PROVIDED PASSAGE:
One of my goals during this journey to India was to visit an ayurvedic centre and experience a ten day long detoxification process called Panchkarma. Unfortunately, time has been flying by and ten days seemed a little dear to spend far away from my family, so instead, I got a short 3 day respite at an Ayurvedic Centre called KARE.
Blessed by Yoga Guru BKS Iyengar at its founding ten years ago, KARE is located between Bombay and Pune in the still idyllic setting of Mulshi Lake, a fresh water reservoir surrounded by hills, foliage and small villages. With no cell phone reception or internet there, you are totally cut off from the larger world and that was what I needed to really focus on some quiet, healing time.
Upon arriving, you have a consultation with the Ayurvedic doctor on site, who then works with you to determine an appropriate course of treatments for your stay, depending on your Ayurvedic dosha or mind-body proclivity. You proceed to your first treatment, a leisurely abhyangya (oil massage with herbs – very calming for the nervous system) and swedana, a steam where you sit up to your neck in a wooden box that is heated with steam from a pressure cooker – it was hot, wow, I think I lasted for a max of ten minutes.

MATERIAL SUPPLIED:
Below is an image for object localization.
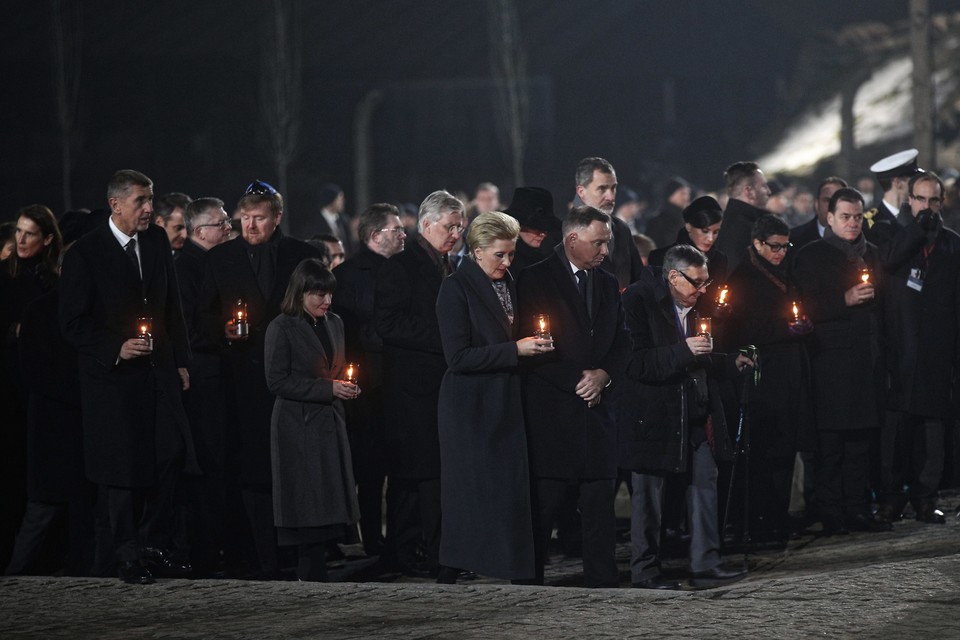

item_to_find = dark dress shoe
[140,547,193,578]
[844,513,893,533]
[630,576,680,591]
[690,565,747,587]
[917,502,947,524]
[117,560,154,584]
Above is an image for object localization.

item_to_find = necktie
[123,238,140,276]
[575,269,590,315]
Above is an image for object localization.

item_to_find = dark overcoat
[725,252,816,460]
[60,222,195,487]
[264,313,360,527]
[884,213,960,417]
[794,240,886,430]
[617,268,732,473]
[517,245,630,479]
[376,241,447,478]
[19,289,90,503]
[437,258,534,579]
[714,198,770,273]
[198,235,320,487]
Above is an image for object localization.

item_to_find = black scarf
[823,227,867,269]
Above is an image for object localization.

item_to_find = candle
[697,318,713,338]
[233,299,250,337]
[533,313,551,340]
[345,362,360,384]
[137,316,153,351]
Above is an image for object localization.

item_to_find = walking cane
[720,345,760,542]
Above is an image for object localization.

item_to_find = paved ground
[0,495,960,640]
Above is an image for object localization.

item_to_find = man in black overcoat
[716,162,770,273]
[60,170,196,584]
[333,203,407,556]
[375,191,465,575]
[619,245,752,589]
[517,206,630,587]
[199,180,319,578]
[877,172,960,524]
[174,198,232,575]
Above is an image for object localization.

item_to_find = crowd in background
[0,150,960,589]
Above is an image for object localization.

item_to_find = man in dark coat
[503,187,560,278]
[877,172,960,524]
[60,170,196,584]
[794,188,890,534]
[716,162,770,273]
[619,245,752,589]
[517,207,630,587]
[787,176,847,255]
[375,191,465,576]
[175,198,232,575]
[333,203,407,556]
[198,180,319,578]
[573,157,643,291]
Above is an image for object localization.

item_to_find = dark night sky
[0,0,958,228]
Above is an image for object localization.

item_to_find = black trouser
[880,412,944,503]
[817,429,875,524]
[534,478,619,587]
[387,477,440,567]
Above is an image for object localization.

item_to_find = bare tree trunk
[910,0,936,167]
[487,0,529,187]
[260,0,302,233]
[50,0,82,211]
[353,89,383,213]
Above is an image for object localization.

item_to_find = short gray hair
[417,189,466,233]
[663,244,710,274]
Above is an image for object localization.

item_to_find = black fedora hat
[503,187,560,233]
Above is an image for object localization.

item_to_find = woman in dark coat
[794,188,890,533]
[264,258,360,581]
[727,216,816,540]
[437,211,553,583]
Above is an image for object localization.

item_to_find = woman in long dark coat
[264,258,360,581]
[437,211,553,583]
[794,188,890,533]
[727,216,816,540]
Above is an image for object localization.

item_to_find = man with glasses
[618,245,753,589]
[175,198,231,576]
[198,180,319,579]
[517,206,630,587]
[876,172,960,524]
[333,203,407,556]
[374,191,466,577]
[716,162,770,273]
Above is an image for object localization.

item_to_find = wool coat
[794,240,886,431]
[437,258,534,579]
[264,312,359,528]
[376,240,447,479]
[60,222,196,487]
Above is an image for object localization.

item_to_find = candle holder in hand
[137,316,153,351]
[533,313,553,340]
[233,300,250,338]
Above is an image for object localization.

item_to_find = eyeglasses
[677,269,713,289]
[910,193,943,206]
[193,218,233,229]
[243,180,277,196]
[760,240,793,253]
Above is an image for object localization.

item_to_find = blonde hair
[467,211,520,251]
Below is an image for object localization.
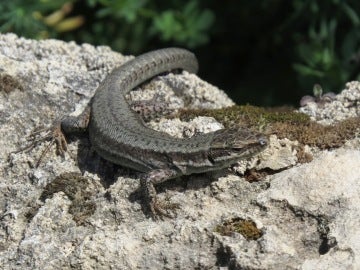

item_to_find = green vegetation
[0,0,360,105]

SET OF TASKS:
#1 According to the KARE account, where is the centre located?
#2 Copy out the KARE account between "Upon arriving, you" and "of ten minutes.", inclusive.
The entries come from a different source than the KARE account.

OUTPUTS FOR THE TASKS:
#1 Between Bombay and Pune, at Mulshi Lake.

#2
Upon arriving, you have a consultation with the Ayurvedic doctor on site, who then works with you to determine an appropriate course of treatments for your stay, depending on your Ayurvedic dosha or mind-body proclivity. You proceed to your first treatment, a leisurely abhyangya (oil massage with herbs – very calming for the nervous system) and swedana, a steam where you sit up to your neck in a wooden box that is heated with steam from a pressure cooker – it was hot, wow, I think I lasted for a max of ten minutes.